◆ Stated exercise: Locate each line in the material below that contains the string "fence" and copy those lines. Match case exactly.

● ● ● ● ●

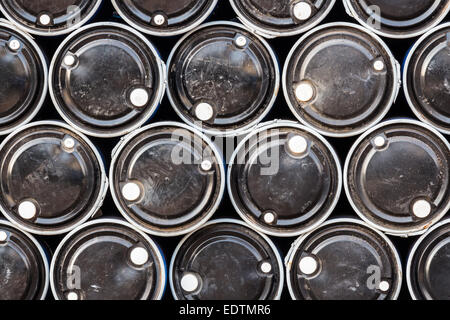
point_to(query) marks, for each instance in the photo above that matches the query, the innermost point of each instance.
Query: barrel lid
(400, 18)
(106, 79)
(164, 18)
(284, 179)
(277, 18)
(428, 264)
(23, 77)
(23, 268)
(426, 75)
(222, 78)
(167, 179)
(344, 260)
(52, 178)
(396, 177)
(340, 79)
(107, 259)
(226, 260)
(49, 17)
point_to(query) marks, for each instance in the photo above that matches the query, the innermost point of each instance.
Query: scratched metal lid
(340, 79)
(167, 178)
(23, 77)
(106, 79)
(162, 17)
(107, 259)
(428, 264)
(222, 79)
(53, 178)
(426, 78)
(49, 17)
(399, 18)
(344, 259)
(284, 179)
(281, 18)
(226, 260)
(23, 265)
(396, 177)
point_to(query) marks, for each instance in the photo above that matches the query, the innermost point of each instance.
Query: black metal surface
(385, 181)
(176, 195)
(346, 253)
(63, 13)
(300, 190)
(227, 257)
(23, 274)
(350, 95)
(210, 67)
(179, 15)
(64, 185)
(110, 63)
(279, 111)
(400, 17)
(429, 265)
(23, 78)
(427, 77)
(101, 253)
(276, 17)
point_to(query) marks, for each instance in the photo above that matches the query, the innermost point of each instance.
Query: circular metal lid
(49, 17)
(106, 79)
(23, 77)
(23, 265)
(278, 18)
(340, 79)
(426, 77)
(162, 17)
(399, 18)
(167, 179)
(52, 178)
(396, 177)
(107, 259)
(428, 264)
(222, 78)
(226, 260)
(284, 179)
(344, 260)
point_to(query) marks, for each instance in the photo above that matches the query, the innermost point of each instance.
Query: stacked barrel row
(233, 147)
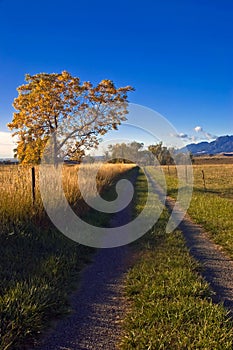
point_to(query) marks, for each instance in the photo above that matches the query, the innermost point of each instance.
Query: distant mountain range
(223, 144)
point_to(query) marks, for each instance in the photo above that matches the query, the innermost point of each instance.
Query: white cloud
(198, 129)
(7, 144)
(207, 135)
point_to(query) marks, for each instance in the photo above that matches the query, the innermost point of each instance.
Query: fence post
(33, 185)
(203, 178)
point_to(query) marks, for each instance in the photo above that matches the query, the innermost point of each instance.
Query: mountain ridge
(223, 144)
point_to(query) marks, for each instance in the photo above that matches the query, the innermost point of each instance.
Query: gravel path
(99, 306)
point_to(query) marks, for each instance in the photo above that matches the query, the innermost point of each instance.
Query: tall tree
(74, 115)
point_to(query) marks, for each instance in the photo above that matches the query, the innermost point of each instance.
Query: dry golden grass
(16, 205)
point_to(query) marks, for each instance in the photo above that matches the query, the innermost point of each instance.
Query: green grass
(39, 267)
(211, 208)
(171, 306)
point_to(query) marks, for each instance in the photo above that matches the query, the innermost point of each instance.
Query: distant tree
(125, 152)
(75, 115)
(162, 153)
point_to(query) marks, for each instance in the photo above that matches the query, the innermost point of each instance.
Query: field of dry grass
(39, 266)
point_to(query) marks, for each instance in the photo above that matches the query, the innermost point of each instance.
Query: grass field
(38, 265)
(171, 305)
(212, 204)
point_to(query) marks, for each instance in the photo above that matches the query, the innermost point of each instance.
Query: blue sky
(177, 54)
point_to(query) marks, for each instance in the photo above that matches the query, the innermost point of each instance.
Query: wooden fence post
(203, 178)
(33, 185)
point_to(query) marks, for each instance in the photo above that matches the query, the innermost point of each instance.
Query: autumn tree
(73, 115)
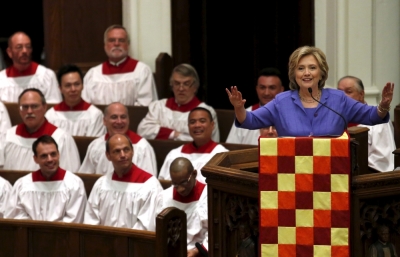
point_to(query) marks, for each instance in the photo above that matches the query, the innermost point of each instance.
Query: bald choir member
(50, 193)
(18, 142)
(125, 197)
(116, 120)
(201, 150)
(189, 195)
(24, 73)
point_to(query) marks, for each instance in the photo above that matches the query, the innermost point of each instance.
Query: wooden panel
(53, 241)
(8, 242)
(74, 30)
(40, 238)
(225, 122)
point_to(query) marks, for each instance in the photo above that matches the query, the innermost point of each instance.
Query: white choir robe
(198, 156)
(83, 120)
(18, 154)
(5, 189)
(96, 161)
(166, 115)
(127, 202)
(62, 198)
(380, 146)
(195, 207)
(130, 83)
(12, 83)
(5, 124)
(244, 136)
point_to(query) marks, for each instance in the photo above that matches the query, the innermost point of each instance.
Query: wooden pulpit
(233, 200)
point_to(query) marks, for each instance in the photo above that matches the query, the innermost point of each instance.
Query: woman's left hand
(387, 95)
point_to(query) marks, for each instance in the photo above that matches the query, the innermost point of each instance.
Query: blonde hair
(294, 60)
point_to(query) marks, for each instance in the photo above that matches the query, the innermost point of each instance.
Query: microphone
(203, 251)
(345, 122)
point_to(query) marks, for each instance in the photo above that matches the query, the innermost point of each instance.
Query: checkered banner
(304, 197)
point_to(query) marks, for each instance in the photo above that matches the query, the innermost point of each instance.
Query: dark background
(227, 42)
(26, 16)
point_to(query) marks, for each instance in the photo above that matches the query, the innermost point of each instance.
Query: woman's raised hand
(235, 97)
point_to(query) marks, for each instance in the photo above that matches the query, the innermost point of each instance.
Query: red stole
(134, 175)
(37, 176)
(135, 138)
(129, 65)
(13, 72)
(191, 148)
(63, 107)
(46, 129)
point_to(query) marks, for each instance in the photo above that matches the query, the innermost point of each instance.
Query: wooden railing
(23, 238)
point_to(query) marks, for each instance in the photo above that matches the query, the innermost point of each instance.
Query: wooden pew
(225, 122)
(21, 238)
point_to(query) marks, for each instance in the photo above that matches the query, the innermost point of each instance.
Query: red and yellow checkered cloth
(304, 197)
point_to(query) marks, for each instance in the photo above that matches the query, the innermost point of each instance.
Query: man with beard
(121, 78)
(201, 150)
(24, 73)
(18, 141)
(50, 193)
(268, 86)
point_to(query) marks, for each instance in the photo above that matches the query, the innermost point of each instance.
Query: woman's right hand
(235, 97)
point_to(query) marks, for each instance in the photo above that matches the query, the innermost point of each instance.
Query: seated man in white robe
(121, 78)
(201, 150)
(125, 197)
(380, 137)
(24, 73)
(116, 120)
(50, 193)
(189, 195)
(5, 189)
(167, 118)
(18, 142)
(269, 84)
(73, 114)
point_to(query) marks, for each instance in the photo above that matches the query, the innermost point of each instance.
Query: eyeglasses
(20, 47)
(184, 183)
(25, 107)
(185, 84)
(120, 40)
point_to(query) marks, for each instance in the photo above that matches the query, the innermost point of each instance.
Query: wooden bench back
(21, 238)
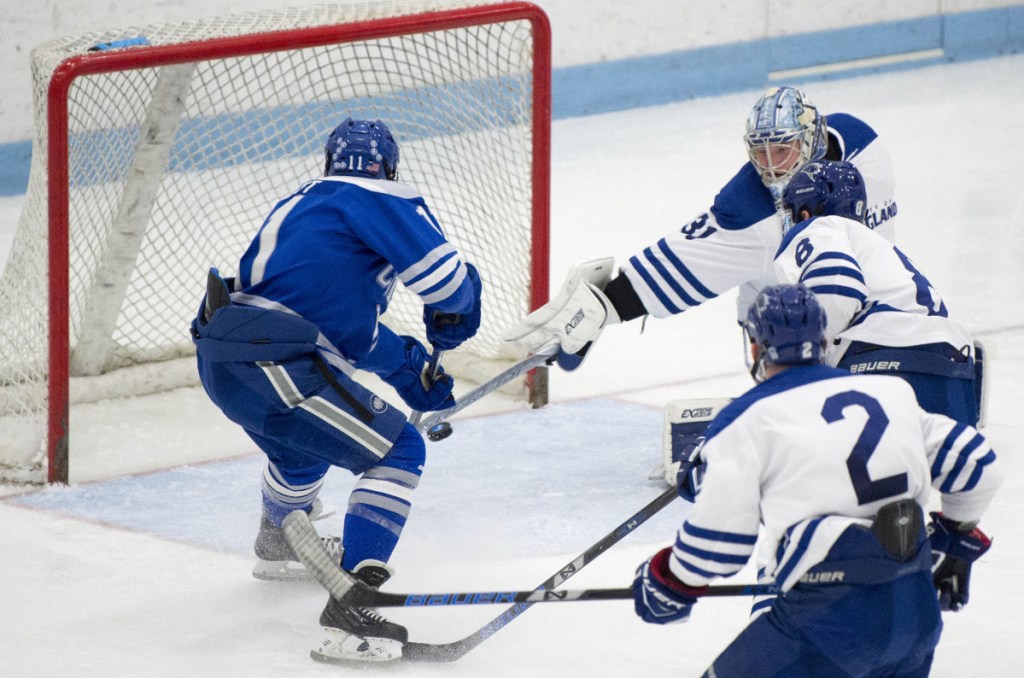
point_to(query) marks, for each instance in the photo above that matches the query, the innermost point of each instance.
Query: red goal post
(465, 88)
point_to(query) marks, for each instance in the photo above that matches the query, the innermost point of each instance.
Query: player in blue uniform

● ● ● ● ●

◆ Written response:
Query: fence post
Query: wooden fence post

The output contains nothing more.